- _Passage provided_
****************
Do you believe there is a God?
“No. In fact, I know that God does not exist.”
Could you be wrong about everything you know?
“Of course not! I know that I’m holding a cup of coffee right now.”
How do you know that?
“Because my senses tell me so—I touch, see, smell, and taste the coffee.”
How do you know your senses are accurate? Could you be deceived?
“Well…I suppose I don’t. Okay, then. I know that 1+1=2!”
How do you know that 1+1 equals 2?
“Because the laws of mathematics say so!”
How do you know that the laws of mathematics are valid?
“Because generations of mathematicians have tested them and found them to be true.”
How do you know those mathematicians came to the right conclusions?
“Because they used their reasoning.”
How do you know their reasoning was valid?
Moreover, how do you know your own reasoning is valid? Because you reason that your reasoning is valid? That’s viciously circular! Ultimately, you cannot claim to know anything for certain.
The above discourse is an example of what is known as presuppositional apologetics. There are three main types of Christian apologetics: presuppositional, classical, and evidential. In this issue of the Families for Reformation newsletter we will examine presuppositional apologetics. Classical and evidential apologetics will be addressed in the next two issues.
First off, what is presuppositional apologetics? According to that great source of human knowledge, Wikipedia, “Presuppositionalism is a school of Christian apologetics that believes the Christian faith is the only basis for rational thought.”
What is a presupposition? According to apologist John Frame, a presupposition is a “belief that takes precedence over another and therefore serves as a criterion for another. An ultimate presupposition is a belief over which no other takes precedence. For a Christian, the content of Scripture must serve as his ultimate presupposition…. This doctrine is merely the outworking of the lordship of God in the area of human thought. It merely applies the doctrine of scriptural infallibility to the realm of knowing.”
****************
- _Dataset entries_
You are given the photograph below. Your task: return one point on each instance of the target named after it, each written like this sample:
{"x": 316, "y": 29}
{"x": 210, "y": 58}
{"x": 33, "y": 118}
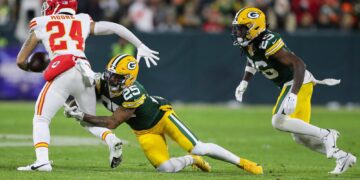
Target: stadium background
{"x": 198, "y": 62}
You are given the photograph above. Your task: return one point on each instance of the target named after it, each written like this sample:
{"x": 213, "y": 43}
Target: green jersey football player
{"x": 151, "y": 118}
{"x": 267, "y": 53}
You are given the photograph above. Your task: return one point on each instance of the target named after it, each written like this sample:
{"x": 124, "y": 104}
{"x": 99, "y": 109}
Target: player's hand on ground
{"x": 240, "y": 90}
{"x": 149, "y": 55}
{"x": 290, "y": 103}
{"x": 73, "y": 112}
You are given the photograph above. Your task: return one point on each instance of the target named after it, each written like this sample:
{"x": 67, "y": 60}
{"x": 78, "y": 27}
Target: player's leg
{"x": 324, "y": 143}
{"x": 50, "y": 100}
{"x": 303, "y": 112}
{"x": 155, "y": 149}
{"x": 86, "y": 100}
{"x": 181, "y": 134}
{"x": 298, "y": 122}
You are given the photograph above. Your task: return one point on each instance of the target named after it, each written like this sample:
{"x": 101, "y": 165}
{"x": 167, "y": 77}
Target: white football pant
{"x": 51, "y": 99}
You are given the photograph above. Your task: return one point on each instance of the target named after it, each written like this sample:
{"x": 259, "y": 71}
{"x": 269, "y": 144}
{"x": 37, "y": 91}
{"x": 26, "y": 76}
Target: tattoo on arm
{"x": 102, "y": 121}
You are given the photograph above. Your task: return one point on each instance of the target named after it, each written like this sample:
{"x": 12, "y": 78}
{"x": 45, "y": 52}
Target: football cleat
{"x": 344, "y": 163}
{"x": 37, "y": 166}
{"x": 115, "y": 148}
{"x": 250, "y": 166}
{"x": 200, "y": 163}
{"x": 330, "y": 142}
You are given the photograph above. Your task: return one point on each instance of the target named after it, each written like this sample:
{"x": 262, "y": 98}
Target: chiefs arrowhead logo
{"x": 55, "y": 64}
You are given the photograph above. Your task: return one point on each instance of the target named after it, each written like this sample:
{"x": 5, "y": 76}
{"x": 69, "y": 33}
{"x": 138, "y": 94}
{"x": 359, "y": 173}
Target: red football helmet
{"x": 51, "y": 7}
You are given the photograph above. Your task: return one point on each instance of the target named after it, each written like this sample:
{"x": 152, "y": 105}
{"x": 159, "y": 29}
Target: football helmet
{"x": 247, "y": 25}
{"x": 121, "y": 72}
{"x": 51, "y": 7}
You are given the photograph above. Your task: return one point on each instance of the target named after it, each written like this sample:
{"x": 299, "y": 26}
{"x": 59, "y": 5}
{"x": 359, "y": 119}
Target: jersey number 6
{"x": 75, "y": 34}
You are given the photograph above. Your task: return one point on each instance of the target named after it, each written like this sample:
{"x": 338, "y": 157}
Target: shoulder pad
{"x": 85, "y": 16}
{"x": 33, "y": 24}
{"x": 271, "y": 43}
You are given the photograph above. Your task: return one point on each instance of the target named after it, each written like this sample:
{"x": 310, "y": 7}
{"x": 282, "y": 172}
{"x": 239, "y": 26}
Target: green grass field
{"x": 246, "y": 131}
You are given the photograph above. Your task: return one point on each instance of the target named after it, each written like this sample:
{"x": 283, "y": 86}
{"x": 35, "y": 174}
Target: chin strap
{"x": 328, "y": 81}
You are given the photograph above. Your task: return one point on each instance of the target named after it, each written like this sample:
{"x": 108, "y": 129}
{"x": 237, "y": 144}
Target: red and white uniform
{"x": 62, "y": 34}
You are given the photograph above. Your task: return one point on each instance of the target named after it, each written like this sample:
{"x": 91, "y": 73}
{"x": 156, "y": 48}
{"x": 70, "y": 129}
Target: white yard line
{"x": 26, "y": 140}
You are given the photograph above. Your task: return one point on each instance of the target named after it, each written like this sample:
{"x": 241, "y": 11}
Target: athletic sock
{"x": 176, "y": 164}
{"x": 300, "y": 127}
{"x": 41, "y": 137}
{"x": 339, "y": 154}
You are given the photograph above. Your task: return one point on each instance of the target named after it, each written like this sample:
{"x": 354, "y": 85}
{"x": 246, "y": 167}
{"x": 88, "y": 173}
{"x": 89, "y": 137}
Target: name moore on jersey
{"x": 62, "y": 33}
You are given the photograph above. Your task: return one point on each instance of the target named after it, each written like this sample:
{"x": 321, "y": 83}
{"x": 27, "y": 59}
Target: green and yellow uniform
{"x": 259, "y": 55}
{"x": 152, "y": 119}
****************
- _Exercises_
1. From the passage on presuppositional apologetics, write out word for word the portion starting at "How do you know that?" and ending at "mathematics are valid?".
2. Go on with the passage on presuppositional apologetics, picking up right after its last sentence.

- _Task-by-task outputs_
1.
How do you know that?
“Because my senses tell me so—I touch, see, smell, and taste the coffee.”
How do you know your senses are accurate? Could you be deceived?
“Well…I suppose I don’t. Okay, then. I know that 1+1=2!”
How do you know that 1+1 equals 2?
“Because the laws of mathematics say so!”
How do you know that the laws of mathematics are valid?

2.
Basically, presuppositional apologetics argues that everyone has certain fundamental assumptions that we accept without external proof. Moreover, it asserts that any rational discussion presupposes the truth of the presuppositions of Christianity.
Proverbs 9:10 (ESV) says, “The fear of the Lord is the beginning of wisdom, and the knowledge of the Holy One is insight.” That verse clearly establishes that you cannot be wise if you do not fear God. In fact, fearing the Lord is the very beginning of wisdom! You have absolutely no wisdom whatsoever if you do not fear God. Thus, those who deny God’s existence are not wise—they are fools. As Proverbs 14:1 (ESV) states, “The fool says in his heart, ‘There is no God.’” In Scripture, “fool” doesn’t refer to someone with a low IQ. It refers to someone who knows the truth but refuses to accept it. Atheists are not wise because they do not fear the Lord.
As illuminated in the opening dialogue, atheists ultimately have no foundation for their assertions. They presuppose the validity of science, reason, or logic, but have no reason why those should be valid in a universe without a Creator.
If they claim to know anything at all they cannot support that claim. If they admit that they could be wrong about everything they know, then they have given up knowledge. Think of it this way: If you ask me what the speed limit outside my house is and I reply, “I think it’s 25 miles per hour, but I’m not sure,” then I don’t really know. Knowledge necessarily implies certainty. So, if an atheist is not certain of the validity of his or her assertions, that atheist cannot claim to know anything….
To read the rest of the article, see the Fall 2013 edition of the Families for Reformation newsletter. Simply visit this page and scroll down to find my article!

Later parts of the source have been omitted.